### Data supplied
====

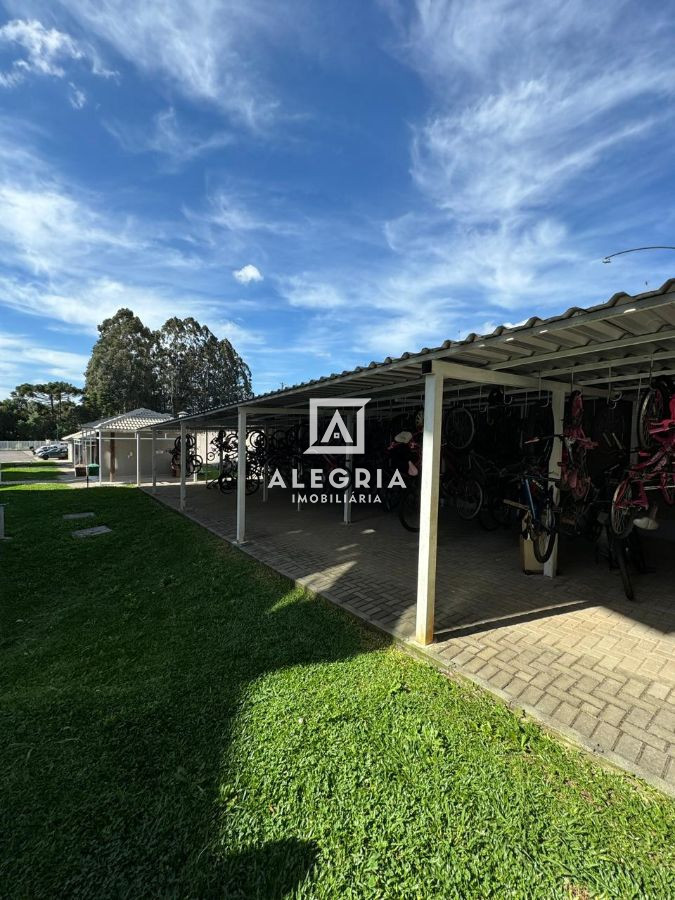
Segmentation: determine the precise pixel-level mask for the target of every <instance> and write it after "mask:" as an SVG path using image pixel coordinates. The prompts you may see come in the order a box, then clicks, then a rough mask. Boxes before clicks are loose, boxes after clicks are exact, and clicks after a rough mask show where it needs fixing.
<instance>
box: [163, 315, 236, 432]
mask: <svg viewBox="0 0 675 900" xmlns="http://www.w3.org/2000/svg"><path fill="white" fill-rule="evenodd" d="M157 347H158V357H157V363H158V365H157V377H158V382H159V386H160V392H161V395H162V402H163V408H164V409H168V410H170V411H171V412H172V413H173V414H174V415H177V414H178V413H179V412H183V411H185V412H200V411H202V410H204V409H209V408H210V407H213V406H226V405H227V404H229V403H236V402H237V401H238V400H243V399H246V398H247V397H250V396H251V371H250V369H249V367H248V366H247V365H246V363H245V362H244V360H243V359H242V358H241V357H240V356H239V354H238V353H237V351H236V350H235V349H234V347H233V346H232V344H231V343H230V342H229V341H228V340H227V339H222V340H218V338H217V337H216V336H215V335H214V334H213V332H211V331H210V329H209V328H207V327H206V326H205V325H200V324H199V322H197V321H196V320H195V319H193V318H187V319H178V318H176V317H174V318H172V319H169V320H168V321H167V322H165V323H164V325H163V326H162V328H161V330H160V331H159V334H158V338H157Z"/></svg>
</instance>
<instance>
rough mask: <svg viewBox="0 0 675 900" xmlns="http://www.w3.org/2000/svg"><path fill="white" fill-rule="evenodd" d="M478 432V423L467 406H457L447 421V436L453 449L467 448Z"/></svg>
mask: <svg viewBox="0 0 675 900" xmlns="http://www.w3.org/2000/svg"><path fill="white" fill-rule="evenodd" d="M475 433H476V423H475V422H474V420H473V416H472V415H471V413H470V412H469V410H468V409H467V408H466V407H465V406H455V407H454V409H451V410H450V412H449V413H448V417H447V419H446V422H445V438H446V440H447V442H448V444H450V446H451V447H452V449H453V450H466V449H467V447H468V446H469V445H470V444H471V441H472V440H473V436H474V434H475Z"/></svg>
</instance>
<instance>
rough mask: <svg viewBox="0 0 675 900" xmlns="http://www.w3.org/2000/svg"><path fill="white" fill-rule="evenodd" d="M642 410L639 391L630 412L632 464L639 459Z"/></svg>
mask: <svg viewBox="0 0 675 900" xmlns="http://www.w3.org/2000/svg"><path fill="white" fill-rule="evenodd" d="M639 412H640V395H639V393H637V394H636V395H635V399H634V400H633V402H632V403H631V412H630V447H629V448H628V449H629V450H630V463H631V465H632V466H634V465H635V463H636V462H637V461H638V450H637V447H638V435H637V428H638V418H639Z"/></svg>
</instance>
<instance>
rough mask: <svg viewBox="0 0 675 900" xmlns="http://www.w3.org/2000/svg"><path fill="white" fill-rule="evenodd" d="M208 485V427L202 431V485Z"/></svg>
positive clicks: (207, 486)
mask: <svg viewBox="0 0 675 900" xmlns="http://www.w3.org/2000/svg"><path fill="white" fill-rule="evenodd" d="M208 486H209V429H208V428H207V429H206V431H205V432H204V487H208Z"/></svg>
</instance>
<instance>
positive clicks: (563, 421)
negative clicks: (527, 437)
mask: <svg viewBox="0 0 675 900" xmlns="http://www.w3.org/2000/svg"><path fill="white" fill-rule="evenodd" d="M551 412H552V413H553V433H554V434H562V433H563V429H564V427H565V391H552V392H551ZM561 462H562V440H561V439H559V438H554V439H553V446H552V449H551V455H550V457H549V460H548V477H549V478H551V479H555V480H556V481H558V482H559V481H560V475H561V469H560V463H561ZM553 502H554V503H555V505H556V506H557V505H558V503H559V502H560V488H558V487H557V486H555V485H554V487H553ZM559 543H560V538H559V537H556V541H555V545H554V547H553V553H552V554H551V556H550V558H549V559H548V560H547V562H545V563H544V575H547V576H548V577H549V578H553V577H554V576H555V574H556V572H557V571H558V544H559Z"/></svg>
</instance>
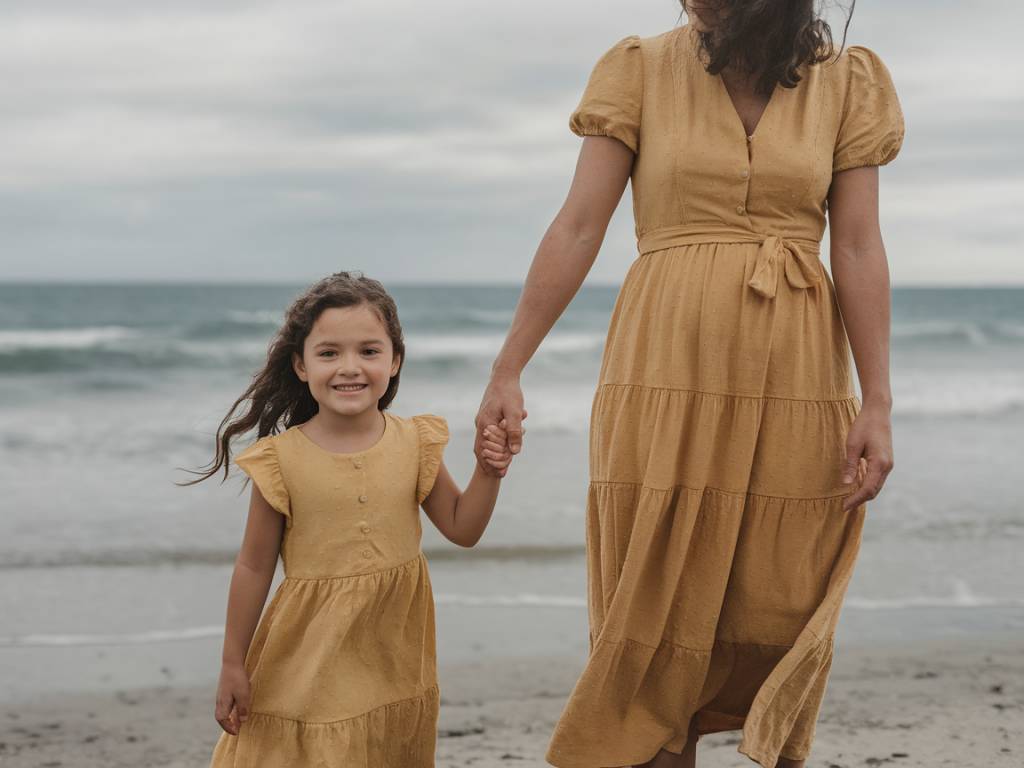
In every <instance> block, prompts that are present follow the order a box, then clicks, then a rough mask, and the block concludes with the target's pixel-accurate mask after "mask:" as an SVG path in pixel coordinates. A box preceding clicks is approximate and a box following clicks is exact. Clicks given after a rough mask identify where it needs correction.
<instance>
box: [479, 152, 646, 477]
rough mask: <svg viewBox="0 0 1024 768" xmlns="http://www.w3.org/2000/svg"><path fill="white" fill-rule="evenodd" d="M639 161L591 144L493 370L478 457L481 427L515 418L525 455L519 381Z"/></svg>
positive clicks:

====

### The task
Render the material above, from its start up to and including the line with "box: [163, 315, 236, 432]", as a Markdown table with the columns Row and Line, skipping blank lines. Leave the pictures out.

### Task response
| Row | Line |
|---|---|
| 1 | Segmentation: determine the precise pixel-level mask for the target of every <instance> and write it after "mask:" as an SVG path using image pixel coordinates. The prompts you may see come in the order a box, then clicks, then a rough mask. Boxes before clicks are loose, boxes after clicks are exact, and clicks after a rough mask show where it needs fixing. |
| 2 | <instance> |
| 3 | box: [163, 315, 236, 432] |